Dataset entries:
※ ※ ※

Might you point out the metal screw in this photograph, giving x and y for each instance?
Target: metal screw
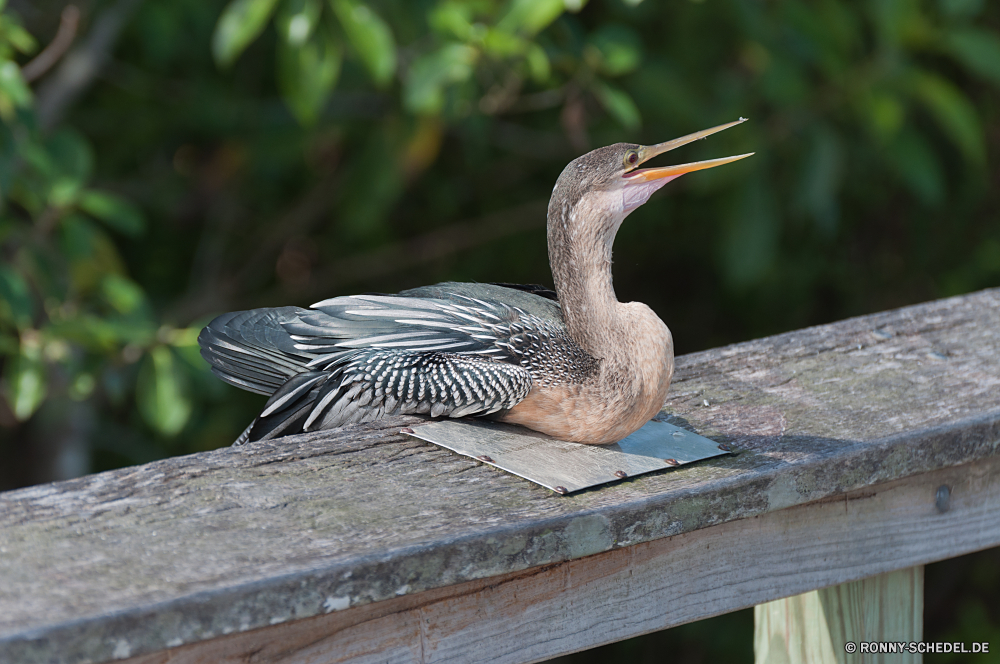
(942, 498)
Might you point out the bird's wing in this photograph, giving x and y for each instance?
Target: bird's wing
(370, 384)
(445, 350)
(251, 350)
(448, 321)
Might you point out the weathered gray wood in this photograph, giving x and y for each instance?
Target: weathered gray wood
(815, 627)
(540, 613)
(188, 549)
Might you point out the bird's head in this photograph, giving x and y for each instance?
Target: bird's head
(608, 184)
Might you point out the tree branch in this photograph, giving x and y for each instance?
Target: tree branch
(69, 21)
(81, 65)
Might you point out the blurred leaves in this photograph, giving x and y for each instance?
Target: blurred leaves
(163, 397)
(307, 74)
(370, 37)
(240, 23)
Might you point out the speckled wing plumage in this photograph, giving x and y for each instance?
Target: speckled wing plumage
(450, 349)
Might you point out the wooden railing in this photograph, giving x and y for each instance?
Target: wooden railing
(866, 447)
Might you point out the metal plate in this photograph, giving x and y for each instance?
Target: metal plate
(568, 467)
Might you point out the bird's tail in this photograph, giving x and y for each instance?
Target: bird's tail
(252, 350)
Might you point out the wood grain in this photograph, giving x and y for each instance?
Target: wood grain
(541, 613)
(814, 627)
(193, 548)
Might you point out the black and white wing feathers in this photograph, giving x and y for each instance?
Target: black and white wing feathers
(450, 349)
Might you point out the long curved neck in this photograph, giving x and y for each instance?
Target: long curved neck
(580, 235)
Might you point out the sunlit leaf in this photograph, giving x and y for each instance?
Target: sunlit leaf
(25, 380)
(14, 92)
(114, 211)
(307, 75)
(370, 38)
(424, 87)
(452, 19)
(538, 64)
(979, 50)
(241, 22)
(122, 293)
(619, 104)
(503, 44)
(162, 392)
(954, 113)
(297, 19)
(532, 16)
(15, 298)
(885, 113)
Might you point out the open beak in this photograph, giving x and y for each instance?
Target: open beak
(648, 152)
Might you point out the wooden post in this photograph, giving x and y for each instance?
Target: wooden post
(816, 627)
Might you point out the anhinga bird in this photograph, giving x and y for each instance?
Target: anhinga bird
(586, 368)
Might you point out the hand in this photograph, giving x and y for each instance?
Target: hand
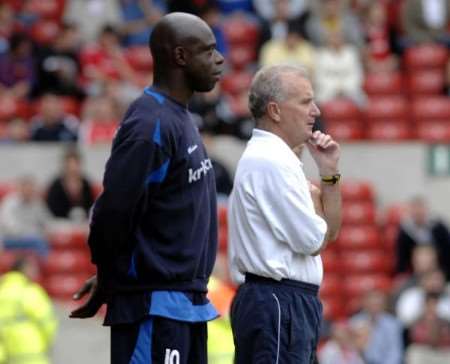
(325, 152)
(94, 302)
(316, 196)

※ ※ ※

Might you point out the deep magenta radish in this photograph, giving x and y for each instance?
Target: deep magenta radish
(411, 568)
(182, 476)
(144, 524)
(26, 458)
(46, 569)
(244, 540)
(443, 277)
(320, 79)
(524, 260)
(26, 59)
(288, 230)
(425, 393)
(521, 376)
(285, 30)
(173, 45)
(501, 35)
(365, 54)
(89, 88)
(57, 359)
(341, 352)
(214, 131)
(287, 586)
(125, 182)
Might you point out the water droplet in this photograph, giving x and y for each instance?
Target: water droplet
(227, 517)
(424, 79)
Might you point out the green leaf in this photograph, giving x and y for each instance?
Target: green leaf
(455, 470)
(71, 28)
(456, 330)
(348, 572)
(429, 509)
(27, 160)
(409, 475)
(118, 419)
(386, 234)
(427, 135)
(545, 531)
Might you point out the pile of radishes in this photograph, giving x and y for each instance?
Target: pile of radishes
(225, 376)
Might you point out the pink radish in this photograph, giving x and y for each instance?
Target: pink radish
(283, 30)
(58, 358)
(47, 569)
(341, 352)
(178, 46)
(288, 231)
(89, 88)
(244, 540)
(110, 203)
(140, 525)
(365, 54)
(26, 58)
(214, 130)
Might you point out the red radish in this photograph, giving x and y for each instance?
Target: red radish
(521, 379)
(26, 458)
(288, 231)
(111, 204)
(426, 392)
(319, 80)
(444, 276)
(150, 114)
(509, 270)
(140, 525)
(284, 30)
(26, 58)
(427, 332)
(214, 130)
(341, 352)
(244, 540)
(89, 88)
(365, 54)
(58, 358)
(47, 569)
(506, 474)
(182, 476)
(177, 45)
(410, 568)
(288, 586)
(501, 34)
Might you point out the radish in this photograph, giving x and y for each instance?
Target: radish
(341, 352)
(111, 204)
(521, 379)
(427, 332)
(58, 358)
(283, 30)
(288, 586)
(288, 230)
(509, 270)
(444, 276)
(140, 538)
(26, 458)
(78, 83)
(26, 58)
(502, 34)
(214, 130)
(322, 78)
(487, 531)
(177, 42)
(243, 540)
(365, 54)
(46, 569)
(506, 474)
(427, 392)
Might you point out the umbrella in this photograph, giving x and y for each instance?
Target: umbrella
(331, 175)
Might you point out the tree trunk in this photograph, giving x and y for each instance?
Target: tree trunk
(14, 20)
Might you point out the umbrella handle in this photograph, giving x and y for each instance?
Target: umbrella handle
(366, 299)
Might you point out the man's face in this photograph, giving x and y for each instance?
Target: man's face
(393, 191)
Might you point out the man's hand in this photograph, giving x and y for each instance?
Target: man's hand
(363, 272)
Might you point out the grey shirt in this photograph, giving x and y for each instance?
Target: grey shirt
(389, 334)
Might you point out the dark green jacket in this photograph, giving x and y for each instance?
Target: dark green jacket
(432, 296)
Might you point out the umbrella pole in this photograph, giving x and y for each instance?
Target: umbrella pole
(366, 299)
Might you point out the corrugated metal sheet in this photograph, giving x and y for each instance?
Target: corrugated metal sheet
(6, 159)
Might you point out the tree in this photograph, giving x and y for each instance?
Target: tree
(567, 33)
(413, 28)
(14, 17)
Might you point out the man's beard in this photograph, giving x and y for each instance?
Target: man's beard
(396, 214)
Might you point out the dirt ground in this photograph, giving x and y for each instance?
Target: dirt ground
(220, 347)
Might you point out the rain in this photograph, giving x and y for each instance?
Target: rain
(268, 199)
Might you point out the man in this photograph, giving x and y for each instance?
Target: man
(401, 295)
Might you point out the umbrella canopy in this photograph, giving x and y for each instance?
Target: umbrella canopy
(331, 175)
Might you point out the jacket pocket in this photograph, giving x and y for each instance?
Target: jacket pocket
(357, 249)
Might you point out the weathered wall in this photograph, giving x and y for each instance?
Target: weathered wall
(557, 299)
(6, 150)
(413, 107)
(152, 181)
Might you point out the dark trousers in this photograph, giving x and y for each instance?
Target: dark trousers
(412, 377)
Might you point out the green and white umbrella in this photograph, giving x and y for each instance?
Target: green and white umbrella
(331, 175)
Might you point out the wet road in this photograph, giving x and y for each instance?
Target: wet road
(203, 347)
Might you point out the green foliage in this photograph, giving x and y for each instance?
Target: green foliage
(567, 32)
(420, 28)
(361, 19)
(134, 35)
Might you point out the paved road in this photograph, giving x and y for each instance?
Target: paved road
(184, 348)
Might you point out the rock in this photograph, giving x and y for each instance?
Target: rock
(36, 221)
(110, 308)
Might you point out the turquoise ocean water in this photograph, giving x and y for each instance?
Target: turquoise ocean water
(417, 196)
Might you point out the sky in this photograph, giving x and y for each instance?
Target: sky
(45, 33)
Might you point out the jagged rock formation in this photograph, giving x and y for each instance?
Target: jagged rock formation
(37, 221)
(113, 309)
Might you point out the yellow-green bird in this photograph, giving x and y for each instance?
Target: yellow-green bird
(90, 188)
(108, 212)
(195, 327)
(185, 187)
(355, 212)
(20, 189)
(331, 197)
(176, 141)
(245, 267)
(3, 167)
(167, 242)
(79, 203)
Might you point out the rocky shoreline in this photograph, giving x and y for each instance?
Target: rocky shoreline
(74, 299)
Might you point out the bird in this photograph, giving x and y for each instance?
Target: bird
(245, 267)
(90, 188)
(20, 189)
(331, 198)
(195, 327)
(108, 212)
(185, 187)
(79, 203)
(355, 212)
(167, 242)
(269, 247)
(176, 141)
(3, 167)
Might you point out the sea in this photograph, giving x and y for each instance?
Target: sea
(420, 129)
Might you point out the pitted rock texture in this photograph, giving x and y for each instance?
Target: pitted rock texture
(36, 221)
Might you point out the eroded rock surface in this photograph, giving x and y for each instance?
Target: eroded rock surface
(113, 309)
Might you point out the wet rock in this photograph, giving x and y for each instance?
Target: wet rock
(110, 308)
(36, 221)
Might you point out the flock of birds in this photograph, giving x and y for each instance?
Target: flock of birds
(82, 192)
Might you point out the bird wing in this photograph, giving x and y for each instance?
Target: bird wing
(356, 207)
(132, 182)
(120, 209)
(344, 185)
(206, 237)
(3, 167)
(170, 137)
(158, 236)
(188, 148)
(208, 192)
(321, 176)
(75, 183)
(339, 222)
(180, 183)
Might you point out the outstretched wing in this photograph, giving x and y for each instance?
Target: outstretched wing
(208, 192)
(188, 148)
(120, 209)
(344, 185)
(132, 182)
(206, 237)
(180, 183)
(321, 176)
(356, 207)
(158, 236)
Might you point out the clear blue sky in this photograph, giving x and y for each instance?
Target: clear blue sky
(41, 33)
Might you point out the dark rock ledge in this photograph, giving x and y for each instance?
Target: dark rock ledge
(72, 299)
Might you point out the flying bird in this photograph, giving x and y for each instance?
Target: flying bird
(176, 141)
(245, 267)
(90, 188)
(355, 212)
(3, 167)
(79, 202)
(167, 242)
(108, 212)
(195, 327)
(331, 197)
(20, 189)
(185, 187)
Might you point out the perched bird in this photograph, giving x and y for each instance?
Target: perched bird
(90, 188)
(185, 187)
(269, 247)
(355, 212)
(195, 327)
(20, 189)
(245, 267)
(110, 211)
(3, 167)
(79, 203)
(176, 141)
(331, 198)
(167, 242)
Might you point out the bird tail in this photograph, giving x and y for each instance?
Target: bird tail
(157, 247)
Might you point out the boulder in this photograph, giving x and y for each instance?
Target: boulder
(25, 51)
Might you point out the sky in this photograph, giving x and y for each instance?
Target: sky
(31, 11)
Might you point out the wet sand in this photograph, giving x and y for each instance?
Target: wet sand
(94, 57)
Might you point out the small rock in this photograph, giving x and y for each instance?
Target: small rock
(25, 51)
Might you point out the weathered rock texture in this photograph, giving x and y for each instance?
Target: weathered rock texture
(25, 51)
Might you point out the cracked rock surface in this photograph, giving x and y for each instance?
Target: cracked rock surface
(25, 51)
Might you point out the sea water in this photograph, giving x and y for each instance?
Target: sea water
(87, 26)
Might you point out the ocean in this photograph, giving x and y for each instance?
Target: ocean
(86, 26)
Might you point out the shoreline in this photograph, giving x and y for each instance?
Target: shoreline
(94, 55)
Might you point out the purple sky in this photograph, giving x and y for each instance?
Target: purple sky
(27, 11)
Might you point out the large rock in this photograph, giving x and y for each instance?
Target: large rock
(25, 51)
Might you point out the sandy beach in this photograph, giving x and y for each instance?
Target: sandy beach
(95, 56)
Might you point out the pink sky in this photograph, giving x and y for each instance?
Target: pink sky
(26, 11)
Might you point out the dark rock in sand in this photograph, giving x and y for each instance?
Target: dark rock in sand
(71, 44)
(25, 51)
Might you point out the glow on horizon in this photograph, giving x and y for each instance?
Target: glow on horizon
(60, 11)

※ ※ ※

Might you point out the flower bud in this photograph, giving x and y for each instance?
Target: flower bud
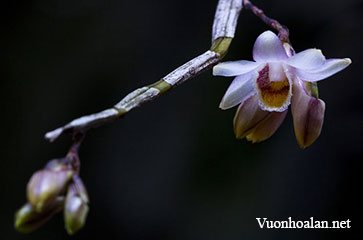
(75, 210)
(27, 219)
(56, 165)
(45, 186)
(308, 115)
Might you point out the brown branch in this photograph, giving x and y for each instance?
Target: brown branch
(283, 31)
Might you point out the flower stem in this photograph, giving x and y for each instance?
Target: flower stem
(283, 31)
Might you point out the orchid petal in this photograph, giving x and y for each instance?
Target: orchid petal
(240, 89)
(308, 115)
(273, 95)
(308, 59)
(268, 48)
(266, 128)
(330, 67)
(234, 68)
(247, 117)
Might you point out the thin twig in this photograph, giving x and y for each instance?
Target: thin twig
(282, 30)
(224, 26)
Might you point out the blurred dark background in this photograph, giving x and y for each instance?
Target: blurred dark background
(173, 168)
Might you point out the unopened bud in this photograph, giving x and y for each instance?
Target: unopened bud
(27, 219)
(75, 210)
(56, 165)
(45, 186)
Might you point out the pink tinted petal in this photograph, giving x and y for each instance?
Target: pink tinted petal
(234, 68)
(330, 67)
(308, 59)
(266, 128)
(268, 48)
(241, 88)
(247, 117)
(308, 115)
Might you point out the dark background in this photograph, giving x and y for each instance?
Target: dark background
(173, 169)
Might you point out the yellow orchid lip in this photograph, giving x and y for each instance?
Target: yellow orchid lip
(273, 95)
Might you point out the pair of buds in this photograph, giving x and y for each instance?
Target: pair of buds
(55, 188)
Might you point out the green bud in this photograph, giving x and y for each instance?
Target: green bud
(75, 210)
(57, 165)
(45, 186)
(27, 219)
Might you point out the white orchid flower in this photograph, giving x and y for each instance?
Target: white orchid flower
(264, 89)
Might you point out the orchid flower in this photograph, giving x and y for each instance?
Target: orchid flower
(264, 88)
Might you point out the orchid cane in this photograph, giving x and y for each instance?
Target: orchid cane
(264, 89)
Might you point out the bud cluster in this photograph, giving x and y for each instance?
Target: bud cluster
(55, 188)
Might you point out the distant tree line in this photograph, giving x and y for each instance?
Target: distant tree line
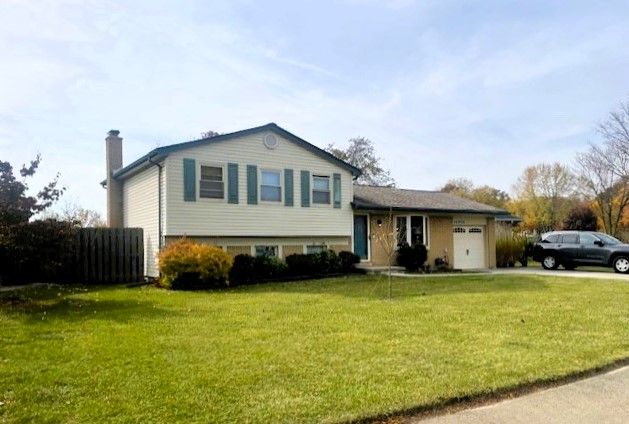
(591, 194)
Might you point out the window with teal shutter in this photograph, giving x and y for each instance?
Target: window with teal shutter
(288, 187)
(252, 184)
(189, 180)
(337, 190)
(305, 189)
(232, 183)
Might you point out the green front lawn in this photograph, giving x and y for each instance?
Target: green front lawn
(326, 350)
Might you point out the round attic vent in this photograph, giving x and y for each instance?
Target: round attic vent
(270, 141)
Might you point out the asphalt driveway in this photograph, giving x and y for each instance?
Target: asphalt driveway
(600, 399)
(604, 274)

※ ※ ※

**Goal**
Which of the lines above contain the word "with"? Copy each of them out, treating uppercase and lowercase as different.

**Final answer**
Might you point out the window with teal shutter in this photograph, giving x and y for each instance?
Target: window with teal shutter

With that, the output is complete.